PROVIDED TEXT |

1. Field
The exemplary embodiments disclosed herein relate to operation of a conversational computer system with multiple applications, and more, particularly to methods and systems for automatic clarification of commands in a conversational natural language understanding system.
2. Description of the Related Art
Conversational systems permit a user to employ natural communications techniques, or gestures, to interact with a computer device or system. Such a gesture may be, for example, the pressing of a button, the typing of text, or the speaking of a sentence. Such a system relies on a natural language understanding facility to interpret the meaning of the gesture and a dialog management capability to supply a response. In concert, these will be sufficient if the user supplies a gesture, which is complete by itself. Often, however, the user's gesture will be incomplete, unclear or ambiguous. If the system is to be considered truly conversational, it must be able to understand such gestures, as well.
Ambiguities may arise from three different sources. The first cause of ambiguity is that a gesture may be very general, possibly applying to several different aspects of the conversation. This becomes increasingly likely as more and more applications are operative simultaneously. Thus, if the user were to say “Go on to the next one” it is more than likely that several applications could respond to such a command. The user's intended target application was clear to him, however, and must be discovered by the conversational system without merely returning a question to the user requesting clarification, such as “Did you mean your calendar or you inbox?” Such questions quickly become annoying from human interlocutors and even more so from machines.

DATASET CONTENT |

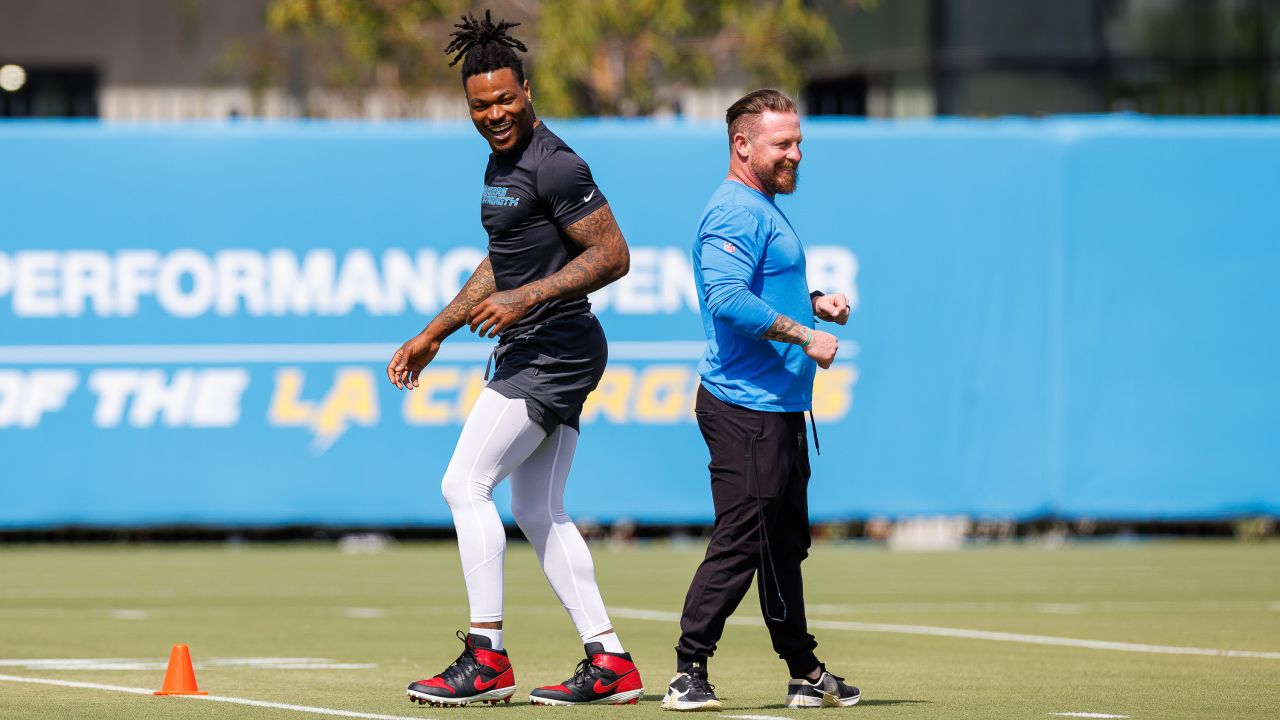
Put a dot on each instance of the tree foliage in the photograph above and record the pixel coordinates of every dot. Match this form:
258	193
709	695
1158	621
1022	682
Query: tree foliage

---

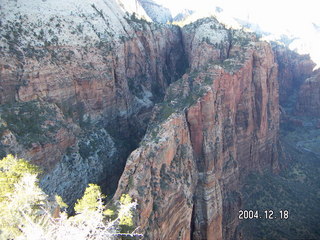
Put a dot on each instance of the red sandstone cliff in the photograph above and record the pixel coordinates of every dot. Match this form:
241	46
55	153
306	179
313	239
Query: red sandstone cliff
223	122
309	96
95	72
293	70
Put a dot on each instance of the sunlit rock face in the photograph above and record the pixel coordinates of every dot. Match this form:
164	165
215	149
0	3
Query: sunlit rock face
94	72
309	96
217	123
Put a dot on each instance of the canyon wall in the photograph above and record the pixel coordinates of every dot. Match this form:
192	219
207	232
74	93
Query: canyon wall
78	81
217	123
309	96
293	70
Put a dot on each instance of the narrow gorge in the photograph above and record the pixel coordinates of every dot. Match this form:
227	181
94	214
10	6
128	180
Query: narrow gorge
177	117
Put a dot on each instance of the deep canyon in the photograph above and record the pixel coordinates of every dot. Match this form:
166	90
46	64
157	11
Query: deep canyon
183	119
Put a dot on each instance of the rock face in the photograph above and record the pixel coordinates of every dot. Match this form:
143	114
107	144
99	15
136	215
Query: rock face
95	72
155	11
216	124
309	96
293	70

TASK PROMPT |
Carry the patent passage on ambiguous commands in conversational systems further, beginning right after its last sentence. The items are separate material and not part of the patent passage on ambiguous commands in conversational systems.

RESPONSE |
A second cause of ambiguity is that the user naturally assumes that the system will be able to remember certain aspects of the conversation even when these pertain to different applications. For example, if the user asks “Do I have anything scheduled on Tuesday with Mary?” he will not be surprised if the system needs clarification of the type “Do you mean Mary Smith or Mary Jones?”. If the user then poses the request “Send a note to her saying I will be away that day” he will expect that the system will be able to remember that the person in question is the Mary referred to earlier, even though the first use of the name was within a calendar application and the second a mail composition application.
A third cause of ambiguity is that all recognition systems are prone to occasional error. A user may speak unclearly, the environment may be noisy, or the user may use a word unknown to the recognition system. Further, natural language parsing systems incur errors of their own by their very nature: they permit the user to say whatever he wishes, but this freedom comes at the cost of some mistakes in understanding.
In all of the above-stated cases, the ambiguities need to be detected and then resolved in as natural a fashion as possible. This increases the user's acceptance of the system and decreases the time the user devotes to learning how to use it. Further, the mechanism for clarifying these ambiguities should be as automatic as possible for the ease of the system developer.
A system and method for recognizing and clarifying commands includes an automatic speech recognizer for decoding spoken utterances and a natural language processing facility for extracting the semantic content of the decoded speech. A dialog manager participates in the conversation by providing a hierarchically organized set of handlers. Each handler is designed to be responsive to a set of utterances so analyzed. The dialog manager manages arbitration among the handlers to determine a winning handler for an utterance and processes this utterance in accordance with the winning handler.
A system and method for recognizing commands in natural language includes a speech recognizer for decoding language and semantic information in utterances provided by a user. A dialog manager provides a hierarchical ordering of handlers, each handler being trained to be responsive to decoded utterances. The dialog manager manages arbitration between the handlers to determine a winning handler for an utterance and decodes the command in accordance with the winning handler.
These and other objects, features and advantages of the present disclosure will become apparent from the following detailed description of illustrative embodiments thereof, which is to be read in connection with the accompanying drawings.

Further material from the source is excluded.